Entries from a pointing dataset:
━━━━

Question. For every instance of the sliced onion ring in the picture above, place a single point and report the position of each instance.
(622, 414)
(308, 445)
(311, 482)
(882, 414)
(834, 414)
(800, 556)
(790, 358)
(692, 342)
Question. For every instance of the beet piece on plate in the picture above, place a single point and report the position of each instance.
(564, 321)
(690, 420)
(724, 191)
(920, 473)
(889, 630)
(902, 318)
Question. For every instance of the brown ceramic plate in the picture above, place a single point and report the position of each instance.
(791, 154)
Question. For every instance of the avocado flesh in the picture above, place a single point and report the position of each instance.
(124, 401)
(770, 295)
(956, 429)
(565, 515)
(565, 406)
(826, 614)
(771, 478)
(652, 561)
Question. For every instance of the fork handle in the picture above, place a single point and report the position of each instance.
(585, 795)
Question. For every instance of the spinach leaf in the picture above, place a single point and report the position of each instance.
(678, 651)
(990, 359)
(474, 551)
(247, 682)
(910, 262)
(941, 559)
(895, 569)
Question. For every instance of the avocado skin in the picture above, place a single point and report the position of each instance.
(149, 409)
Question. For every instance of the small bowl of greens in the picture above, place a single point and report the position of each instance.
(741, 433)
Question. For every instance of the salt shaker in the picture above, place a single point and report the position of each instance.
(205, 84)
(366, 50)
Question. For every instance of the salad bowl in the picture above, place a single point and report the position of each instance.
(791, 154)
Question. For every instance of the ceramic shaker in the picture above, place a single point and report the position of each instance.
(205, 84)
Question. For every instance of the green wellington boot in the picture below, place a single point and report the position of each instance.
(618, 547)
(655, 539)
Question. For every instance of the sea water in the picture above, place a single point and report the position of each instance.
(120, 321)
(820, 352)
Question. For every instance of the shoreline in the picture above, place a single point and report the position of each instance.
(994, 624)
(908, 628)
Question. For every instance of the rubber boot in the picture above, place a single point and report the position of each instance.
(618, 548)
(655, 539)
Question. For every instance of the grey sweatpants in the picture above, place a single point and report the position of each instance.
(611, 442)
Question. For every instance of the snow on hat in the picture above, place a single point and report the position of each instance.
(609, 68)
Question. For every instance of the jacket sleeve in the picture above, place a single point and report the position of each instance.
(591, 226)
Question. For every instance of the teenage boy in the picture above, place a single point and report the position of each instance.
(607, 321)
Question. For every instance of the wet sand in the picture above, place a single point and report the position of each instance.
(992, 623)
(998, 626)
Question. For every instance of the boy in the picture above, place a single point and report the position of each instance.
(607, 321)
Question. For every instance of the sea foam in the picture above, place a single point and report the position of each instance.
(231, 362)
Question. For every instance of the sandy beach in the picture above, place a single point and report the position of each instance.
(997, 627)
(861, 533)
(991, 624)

━━━━

▶ **SET PROBLEM**: Write out every one of these records again, substituting "give the location" for "report the position" and leaving everything else unchanged.

▶ **RESULT OF THE TASK**:
Question. For every instance of the sliced onion ring in the picture above, place a single point and give the location of each instance.
(622, 414)
(308, 445)
(311, 482)
(882, 414)
(834, 414)
(800, 556)
(790, 358)
(692, 342)
Question. For every instance of the beet piece on plate in the picture above, place a single point and give the location of each instance.
(564, 321)
(690, 420)
(724, 191)
(920, 473)
(889, 630)
(902, 318)
Question. For every instance of the brown ceramic plate in the picture above, place a single point and give the location of each instance.
(791, 154)
Question. For every instance of the avocado flesh in the picture above, place a single point and give the location of each instance.
(124, 401)
(770, 295)
(956, 429)
(565, 515)
(565, 406)
(826, 614)
(771, 478)
(652, 561)
Question. For every instance of the fork handle in the picture above, place a single point and give the location of each instance.
(585, 795)
Question. For every instance of the spinach leaf in the picture above, place a single point and give the location of each instance.
(678, 651)
(990, 359)
(474, 551)
(247, 682)
(910, 262)
(941, 559)
(895, 569)
Question. For every instance of the avocado skin in the picture above, place a single point and give the location of each instance.
(149, 409)
Question. For every instance of the small bowl of greens in the picture above, place a single point and give the location of each instance.
(741, 433)
Question. For every instance of the salt shaker in the picture above, place a single point and give the location of each instance.
(205, 84)
(366, 50)
Question. For every instance of the salad bowl in the picture above, place a single point and give the location of each instance.
(791, 154)
Question. For every instance of the ceramic shaker in the picture above, place a single point and give the location of each instance.
(205, 84)
Question. For every instance of the green wellington boot in the picture below, place a single point and give the location of each instance.
(618, 547)
(655, 539)
Question. For every instance of the sea water in the picture above, place a single point and give the location of each instance.
(120, 321)
(820, 352)
Question. For every instance of the shoreline in the picture above, place a single point and give the location of each instance.
(994, 624)
(908, 628)
Question. For every instance of the rubber boot in the picture above, place a single point and give the location of each instance.
(618, 548)
(655, 539)
Question. For every instance of the grey sweatpants in the picture above, place a single point and give the location of each instance.
(611, 442)
Question. For every instance of the snow on hat in the picture above, place a single point and give the location of each instance.
(609, 68)
Question. For every instance of the jacket sleeve in the picture above, place a single point and give the location of each instance.
(591, 226)
Question. For every instance of the teenage boy in the picture above, place a single point and give the location of each instance.
(607, 321)
Question. For every instance of the wet sand in the picture above, place a single point and give the location of each instance.
(992, 623)
(998, 626)
Question. For every instance of the boy in the picture above, place a single point and give the location of each instance.
(607, 321)
Question. For every instance of the sea foam in the picture above, place a single point and give the location of each instance.
(231, 362)
Question. For every instance of the sandy beach in the picture above, place a single point and give the location of each instance.
(997, 627)
(861, 533)
(991, 624)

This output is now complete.